Coordinate annotation items
####
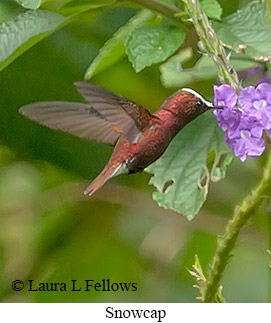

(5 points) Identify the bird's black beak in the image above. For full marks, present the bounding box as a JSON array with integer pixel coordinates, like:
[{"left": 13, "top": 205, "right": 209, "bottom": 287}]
[{"left": 210, "top": 105, "right": 224, "bottom": 110}]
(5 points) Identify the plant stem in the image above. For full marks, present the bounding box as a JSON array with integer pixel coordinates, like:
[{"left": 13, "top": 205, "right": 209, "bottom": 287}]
[
  {"left": 128, "top": 0, "right": 187, "bottom": 30},
  {"left": 266, "top": 198, "right": 271, "bottom": 303},
  {"left": 203, "top": 153, "right": 271, "bottom": 303},
  {"left": 182, "top": 0, "right": 242, "bottom": 93}
]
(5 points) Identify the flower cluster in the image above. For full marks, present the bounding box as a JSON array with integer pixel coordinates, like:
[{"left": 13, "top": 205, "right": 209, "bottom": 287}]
[{"left": 214, "top": 83, "right": 271, "bottom": 162}]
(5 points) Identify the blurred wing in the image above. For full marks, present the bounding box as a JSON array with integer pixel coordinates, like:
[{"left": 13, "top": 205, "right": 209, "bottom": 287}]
[
  {"left": 20, "top": 101, "right": 121, "bottom": 145},
  {"left": 75, "top": 82, "right": 154, "bottom": 143}
]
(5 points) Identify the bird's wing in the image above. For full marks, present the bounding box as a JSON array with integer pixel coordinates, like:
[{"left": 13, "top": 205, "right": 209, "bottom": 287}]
[
  {"left": 75, "top": 82, "right": 155, "bottom": 143},
  {"left": 20, "top": 101, "right": 121, "bottom": 145}
]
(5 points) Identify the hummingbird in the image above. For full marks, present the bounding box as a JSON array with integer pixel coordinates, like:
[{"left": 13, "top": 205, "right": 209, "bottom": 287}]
[{"left": 19, "top": 82, "right": 223, "bottom": 196}]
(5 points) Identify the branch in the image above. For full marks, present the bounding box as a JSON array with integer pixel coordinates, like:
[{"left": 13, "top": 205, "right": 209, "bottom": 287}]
[
  {"left": 202, "top": 152, "right": 271, "bottom": 303},
  {"left": 183, "top": 0, "right": 242, "bottom": 93}
]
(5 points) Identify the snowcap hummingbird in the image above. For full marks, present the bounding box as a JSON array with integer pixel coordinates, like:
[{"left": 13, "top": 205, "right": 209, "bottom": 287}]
[{"left": 20, "top": 82, "right": 223, "bottom": 196}]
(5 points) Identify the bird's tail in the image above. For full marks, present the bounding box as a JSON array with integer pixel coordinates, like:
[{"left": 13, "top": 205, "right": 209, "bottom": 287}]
[{"left": 84, "top": 164, "right": 122, "bottom": 196}]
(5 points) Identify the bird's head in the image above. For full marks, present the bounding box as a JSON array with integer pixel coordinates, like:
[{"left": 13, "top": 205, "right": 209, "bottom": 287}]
[{"left": 162, "top": 88, "right": 224, "bottom": 121}]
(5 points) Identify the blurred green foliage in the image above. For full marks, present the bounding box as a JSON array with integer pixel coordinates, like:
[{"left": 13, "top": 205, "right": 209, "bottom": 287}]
[{"left": 0, "top": 0, "right": 268, "bottom": 302}]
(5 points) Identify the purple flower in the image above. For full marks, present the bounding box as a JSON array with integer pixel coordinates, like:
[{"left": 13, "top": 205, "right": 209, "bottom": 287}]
[
  {"left": 239, "top": 83, "right": 271, "bottom": 130},
  {"left": 226, "top": 117, "right": 265, "bottom": 162},
  {"left": 214, "top": 83, "right": 271, "bottom": 162}
]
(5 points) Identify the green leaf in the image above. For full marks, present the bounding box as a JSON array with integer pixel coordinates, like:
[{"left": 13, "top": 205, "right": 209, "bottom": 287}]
[
  {"left": 147, "top": 114, "right": 232, "bottom": 220},
  {"left": 16, "top": 0, "right": 41, "bottom": 10},
  {"left": 0, "top": 10, "right": 68, "bottom": 71},
  {"left": 85, "top": 10, "right": 154, "bottom": 80},
  {"left": 160, "top": 49, "right": 259, "bottom": 87},
  {"left": 125, "top": 25, "right": 185, "bottom": 72},
  {"left": 214, "top": 2, "right": 271, "bottom": 61},
  {"left": 200, "top": 0, "right": 222, "bottom": 19}
]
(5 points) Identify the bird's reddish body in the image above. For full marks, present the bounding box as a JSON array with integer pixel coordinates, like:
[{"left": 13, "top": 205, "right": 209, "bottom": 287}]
[{"left": 20, "top": 82, "right": 221, "bottom": 195}]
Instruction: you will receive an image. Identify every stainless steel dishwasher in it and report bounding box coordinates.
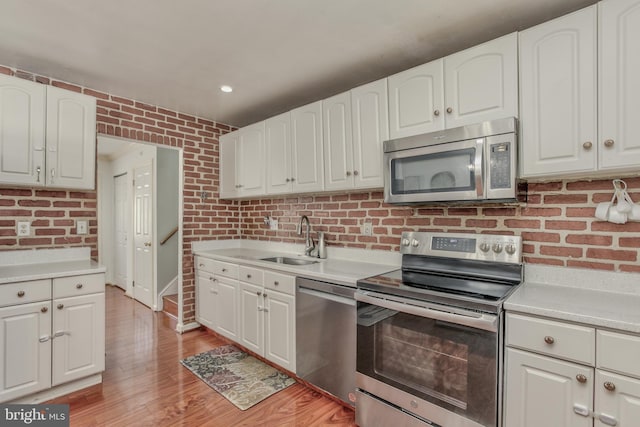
[296,277,356,406]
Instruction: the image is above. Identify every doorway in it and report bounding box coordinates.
[98,135,182,318]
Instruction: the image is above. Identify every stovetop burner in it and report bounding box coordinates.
[358,233,522,313]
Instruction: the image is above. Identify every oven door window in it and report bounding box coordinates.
[357,303,497,425]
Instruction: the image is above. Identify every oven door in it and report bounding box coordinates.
[356,290,501,426]
[384,138,484,203]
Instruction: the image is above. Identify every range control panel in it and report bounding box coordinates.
[400,231,522,263]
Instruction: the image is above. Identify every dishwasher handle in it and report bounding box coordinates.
[298,285,356,306]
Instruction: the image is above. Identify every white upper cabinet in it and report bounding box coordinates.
[0,75,96,189]
[0,75,46,186]
[388,59,444,138]
[46,86,96,189]
[218,131,240,199]
[291,101,324,193]
[264,112,293,194]
[322,92,353,190]
[389,33,518,138]
[520,6,598,177]
[351,79,389,188]
[236,122,265,197]
[598,0,640,172]
[444,33,518,128]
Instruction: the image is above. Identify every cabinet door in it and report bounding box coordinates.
[239,282,264,355]
[218,131,240,199]
[264,112,292,194]
[52,293,105,385]
[520,6,597,177]
[46,86,96,190]
[0,75,46,186]
[291,101,324,193]
[264,291,296,372]
[196,271,218,330]
[236,122,265,197]
[214,276,240,341]
[444,33,518,128]
[503,348,593,427]
[322,92,353,190]
[0,301,51,402]
[594,369,640,427]
[351,79,389,188]
[388,59,444,139]
[598,0,640,171]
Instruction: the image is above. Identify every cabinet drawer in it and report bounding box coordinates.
[506,313,596,366]
[213,261,238,279]
[264,271,296,295]
[238,265,263,286]
[196,256,216,273]
[596,331,640,378]
[53,274,104,298]
[0,279,51,307]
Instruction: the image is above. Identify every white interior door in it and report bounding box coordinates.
[133,164,154,308]
[113,173,131,290]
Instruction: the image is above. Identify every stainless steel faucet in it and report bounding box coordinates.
[298,215,316,256]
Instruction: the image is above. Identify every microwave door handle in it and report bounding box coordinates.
[355,292,498,332]
[473,138,485,199]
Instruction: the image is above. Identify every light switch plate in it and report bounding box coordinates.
[76,219,87,234]
[16,221,31,237]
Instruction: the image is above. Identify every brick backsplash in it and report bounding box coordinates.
[241,177,640,273]
[0,66,240,324]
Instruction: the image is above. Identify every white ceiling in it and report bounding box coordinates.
[0,0,595,126]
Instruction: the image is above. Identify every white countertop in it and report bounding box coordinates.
[504,264,640,333]
[193,239,402,287]
[0,248,106,285]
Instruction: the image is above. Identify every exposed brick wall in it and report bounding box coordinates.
[241,177,640,273]
[0,66,239,323]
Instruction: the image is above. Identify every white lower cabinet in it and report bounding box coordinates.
[239,267,296,372]
[0,273,105,402]
[503,313,640,427]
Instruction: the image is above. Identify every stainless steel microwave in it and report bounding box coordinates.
[383,117,518,204]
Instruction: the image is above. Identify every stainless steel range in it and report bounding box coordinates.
[356,233,522,427]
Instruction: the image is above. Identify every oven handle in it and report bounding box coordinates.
[355,291,498,332]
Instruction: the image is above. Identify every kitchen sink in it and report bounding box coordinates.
[260,256,318,265]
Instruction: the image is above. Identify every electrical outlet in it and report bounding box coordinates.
[76,219,87,234]
[16,221,31,237]
[362,221,373,236]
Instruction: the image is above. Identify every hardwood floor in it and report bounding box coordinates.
[51,286,355,427]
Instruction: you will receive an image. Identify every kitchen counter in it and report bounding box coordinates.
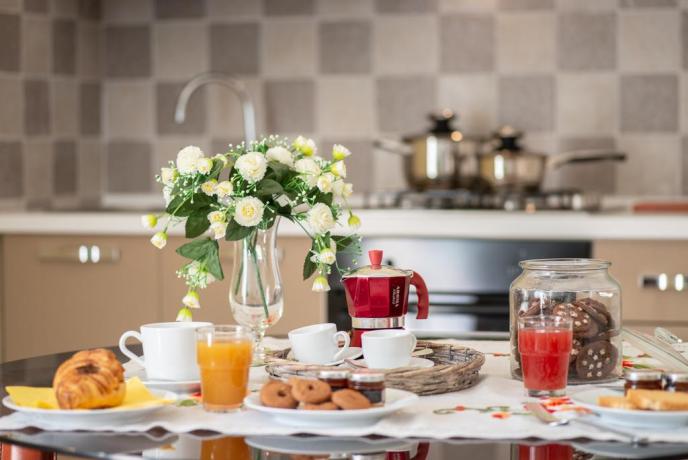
[0,209,688,240]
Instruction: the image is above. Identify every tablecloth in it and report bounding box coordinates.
[0,339,688,442]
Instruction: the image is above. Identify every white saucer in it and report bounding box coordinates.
[355,356,435,369]
[287,347,363,366]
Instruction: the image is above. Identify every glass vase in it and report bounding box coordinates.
[229,218,284,364]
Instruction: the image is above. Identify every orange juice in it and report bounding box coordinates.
[196,339,252,411]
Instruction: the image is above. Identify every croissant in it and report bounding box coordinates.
[53,348,126,409]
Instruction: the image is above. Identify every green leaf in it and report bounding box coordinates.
[185,207,211,238]
[225,219,255,241]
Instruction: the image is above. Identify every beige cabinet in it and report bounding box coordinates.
[593,241,688,339]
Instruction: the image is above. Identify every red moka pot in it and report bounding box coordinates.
[342,249,429,347]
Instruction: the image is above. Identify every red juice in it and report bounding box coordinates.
[518,327,573,391]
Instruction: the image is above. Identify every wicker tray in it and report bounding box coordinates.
[265,340,485,396]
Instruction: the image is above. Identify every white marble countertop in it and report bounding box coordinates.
[0,209,688,240]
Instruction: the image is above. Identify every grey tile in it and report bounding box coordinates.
[376,77,436,134]
[620,75,679,132]
[24,0,48,13]
[106,141,153,193]
[24,80,50,136]
[375,0,437,13]
[155,0,205,19]
[0,142,24,198]
[53,141,78,195]
[53,19,76,75]
[499,0,552,10]
[210,23,260,75]
[79,82,102,136]
[557,12,617,70]
[319,21,371,73]
[440,14,495,72]
[105,25,151,77]
[499,75,555,131]
[265,80,315,134]
[0,14,21,72]
[264,0,315,16]
[155,83,206,134]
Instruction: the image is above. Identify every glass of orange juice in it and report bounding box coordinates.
####
> [What you should do]:
Reproduce the lines from the one containing "Instruction: the image is above. Identify every white saucer" through the one containing "[229,218,284,364]", substituting "porcelain saucer" for "white saucer" and leaving all other text unchanged.

> [Correct answer]:
Instruction: the image is above. Identify every porcelain saucer in it and report bounding box coordinates.
[355,356,435,369]
[287,347,363,366]
Instruction: the image is above. Identify every glass vase in it and report bounding box coordinates.
[229,218,284,364]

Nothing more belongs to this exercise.